*INSTRUCTIONS TO FOLLOW:*
Return, word for word, every row below from the line containing "Objective — one pin per instance of the residential" up to and including the last row.

*DATASET CONTENT:*

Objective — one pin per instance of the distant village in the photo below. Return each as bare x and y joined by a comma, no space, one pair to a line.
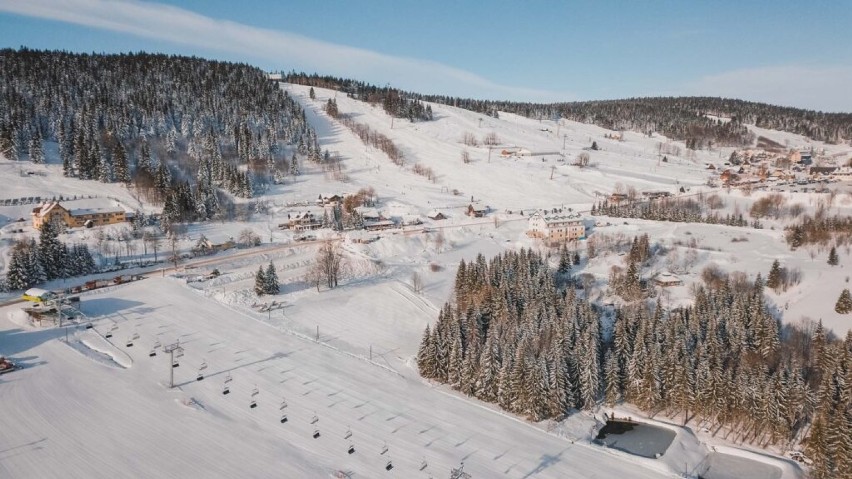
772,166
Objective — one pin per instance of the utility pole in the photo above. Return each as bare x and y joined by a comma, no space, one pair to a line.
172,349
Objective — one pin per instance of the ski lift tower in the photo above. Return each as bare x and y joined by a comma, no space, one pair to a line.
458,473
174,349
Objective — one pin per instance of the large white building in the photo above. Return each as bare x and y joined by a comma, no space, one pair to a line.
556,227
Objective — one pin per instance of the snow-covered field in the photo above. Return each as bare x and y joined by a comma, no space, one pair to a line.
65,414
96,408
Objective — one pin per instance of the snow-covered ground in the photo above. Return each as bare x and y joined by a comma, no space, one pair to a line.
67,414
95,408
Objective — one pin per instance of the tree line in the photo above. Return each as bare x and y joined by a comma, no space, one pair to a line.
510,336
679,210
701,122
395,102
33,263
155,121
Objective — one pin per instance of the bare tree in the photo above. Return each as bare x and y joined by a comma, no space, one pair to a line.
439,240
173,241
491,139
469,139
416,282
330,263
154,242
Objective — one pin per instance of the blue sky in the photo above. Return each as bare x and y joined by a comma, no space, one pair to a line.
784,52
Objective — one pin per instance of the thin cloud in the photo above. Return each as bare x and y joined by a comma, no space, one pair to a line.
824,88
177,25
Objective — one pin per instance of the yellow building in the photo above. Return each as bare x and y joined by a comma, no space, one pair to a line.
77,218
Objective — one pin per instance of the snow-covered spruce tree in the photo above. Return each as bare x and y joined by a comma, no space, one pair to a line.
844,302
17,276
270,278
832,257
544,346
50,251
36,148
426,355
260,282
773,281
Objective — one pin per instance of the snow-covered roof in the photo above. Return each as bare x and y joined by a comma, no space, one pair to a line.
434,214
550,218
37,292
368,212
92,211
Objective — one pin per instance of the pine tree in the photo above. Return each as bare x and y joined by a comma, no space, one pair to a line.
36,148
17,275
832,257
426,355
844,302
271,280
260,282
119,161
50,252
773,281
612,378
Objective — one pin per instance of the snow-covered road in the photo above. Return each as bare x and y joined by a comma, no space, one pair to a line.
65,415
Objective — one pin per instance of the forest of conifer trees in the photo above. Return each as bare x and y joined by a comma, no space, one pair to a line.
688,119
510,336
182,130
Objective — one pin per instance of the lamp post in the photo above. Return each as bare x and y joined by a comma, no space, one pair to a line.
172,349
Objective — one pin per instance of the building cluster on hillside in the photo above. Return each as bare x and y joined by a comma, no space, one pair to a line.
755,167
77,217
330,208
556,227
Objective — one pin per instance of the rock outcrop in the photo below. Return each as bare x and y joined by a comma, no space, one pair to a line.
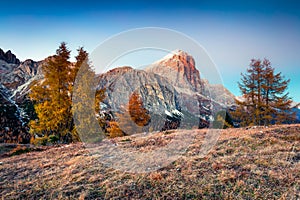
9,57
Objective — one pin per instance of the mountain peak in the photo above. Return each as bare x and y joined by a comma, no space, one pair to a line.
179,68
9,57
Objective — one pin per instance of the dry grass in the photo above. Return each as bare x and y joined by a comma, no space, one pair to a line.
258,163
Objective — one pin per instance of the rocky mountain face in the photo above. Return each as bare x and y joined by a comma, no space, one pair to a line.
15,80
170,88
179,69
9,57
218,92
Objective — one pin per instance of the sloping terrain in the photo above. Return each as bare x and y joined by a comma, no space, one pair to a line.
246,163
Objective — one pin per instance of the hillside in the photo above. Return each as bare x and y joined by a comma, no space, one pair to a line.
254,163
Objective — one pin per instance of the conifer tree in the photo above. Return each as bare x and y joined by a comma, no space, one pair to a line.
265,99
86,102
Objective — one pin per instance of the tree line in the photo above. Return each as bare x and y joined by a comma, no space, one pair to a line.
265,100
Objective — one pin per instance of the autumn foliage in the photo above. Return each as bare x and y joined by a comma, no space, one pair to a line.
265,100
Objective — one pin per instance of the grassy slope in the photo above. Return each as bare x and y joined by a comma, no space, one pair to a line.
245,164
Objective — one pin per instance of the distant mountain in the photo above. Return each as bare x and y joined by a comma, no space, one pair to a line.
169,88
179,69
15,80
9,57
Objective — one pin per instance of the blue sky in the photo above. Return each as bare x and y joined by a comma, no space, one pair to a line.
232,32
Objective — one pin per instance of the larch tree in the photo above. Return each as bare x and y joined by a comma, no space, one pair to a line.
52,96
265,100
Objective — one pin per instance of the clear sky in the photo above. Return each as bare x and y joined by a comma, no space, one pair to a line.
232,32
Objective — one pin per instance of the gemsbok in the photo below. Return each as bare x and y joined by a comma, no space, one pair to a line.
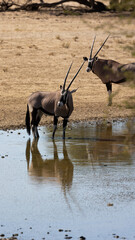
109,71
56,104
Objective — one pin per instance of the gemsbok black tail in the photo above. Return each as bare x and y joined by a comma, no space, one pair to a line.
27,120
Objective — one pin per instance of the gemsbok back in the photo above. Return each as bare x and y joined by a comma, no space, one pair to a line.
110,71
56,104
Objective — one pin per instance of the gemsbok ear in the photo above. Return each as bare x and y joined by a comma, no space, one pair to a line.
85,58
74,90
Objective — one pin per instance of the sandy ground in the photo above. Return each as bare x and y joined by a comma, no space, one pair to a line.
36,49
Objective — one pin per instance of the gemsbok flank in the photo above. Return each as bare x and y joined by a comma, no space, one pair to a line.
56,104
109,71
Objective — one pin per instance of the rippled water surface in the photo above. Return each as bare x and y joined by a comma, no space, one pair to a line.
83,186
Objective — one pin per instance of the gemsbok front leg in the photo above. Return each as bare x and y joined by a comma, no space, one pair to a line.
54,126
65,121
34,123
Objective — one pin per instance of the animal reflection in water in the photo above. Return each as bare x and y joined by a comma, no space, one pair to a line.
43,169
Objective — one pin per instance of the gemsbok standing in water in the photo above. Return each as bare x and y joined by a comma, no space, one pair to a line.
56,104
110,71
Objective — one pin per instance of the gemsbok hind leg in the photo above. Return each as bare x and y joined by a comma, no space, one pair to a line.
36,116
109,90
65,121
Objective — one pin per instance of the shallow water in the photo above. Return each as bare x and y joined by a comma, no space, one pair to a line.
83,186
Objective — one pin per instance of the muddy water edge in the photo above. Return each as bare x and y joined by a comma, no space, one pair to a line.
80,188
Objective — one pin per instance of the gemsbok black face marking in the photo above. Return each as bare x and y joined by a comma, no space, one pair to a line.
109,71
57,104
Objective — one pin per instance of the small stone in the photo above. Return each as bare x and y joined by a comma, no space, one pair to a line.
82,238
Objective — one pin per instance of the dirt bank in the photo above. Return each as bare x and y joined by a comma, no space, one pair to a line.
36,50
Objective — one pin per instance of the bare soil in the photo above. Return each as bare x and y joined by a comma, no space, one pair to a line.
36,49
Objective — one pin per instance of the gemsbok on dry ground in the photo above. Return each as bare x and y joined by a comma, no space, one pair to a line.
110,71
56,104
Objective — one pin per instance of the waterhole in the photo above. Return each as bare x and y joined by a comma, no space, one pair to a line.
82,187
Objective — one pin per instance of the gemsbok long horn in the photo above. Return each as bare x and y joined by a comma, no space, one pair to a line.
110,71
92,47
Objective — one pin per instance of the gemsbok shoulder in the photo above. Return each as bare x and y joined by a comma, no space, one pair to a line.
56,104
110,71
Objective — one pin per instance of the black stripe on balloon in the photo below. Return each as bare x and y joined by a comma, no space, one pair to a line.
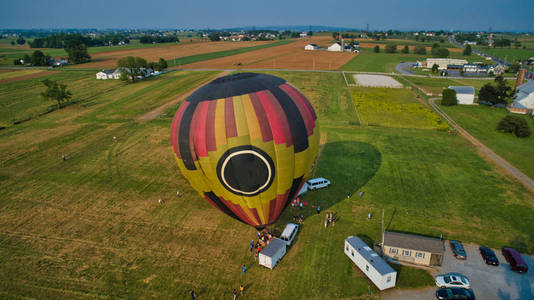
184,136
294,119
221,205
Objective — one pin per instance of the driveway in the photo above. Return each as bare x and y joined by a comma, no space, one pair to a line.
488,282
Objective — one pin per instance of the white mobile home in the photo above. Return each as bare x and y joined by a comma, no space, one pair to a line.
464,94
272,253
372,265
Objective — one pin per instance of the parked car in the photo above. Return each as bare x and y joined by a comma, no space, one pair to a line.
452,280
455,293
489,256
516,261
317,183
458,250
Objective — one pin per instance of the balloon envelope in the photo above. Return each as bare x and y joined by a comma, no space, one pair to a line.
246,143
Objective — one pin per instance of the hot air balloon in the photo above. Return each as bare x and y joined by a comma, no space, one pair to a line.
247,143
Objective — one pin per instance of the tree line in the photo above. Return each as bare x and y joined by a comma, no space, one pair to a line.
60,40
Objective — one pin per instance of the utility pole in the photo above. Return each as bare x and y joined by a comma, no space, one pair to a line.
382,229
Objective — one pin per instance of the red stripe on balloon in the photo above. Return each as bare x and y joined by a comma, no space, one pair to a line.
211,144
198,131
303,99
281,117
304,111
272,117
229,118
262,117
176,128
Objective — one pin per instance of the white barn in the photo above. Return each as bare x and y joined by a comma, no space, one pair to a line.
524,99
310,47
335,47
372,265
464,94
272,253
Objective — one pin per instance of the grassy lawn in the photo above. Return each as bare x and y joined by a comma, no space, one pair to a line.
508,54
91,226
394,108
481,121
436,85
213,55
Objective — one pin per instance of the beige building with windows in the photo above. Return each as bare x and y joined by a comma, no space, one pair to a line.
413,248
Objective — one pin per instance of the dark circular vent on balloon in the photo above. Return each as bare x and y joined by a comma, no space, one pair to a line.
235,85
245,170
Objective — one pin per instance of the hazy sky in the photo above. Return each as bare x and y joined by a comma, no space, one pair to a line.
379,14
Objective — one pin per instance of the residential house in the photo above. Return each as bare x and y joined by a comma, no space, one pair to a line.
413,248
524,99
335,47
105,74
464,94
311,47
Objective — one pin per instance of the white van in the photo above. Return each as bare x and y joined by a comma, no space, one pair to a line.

*WRITTEN SOLUTION:*
Objective — one pin per instance of the residential house in the photo above. Return each as bare x and y joined by a comma, no space, one pair to a line.
413,248
524,99
335,47
105,74
464,94
311,47
Objective — one pin per instance of the white van in the photo above. Return each as bare x and y joined by a comma, no space, one pair to a line.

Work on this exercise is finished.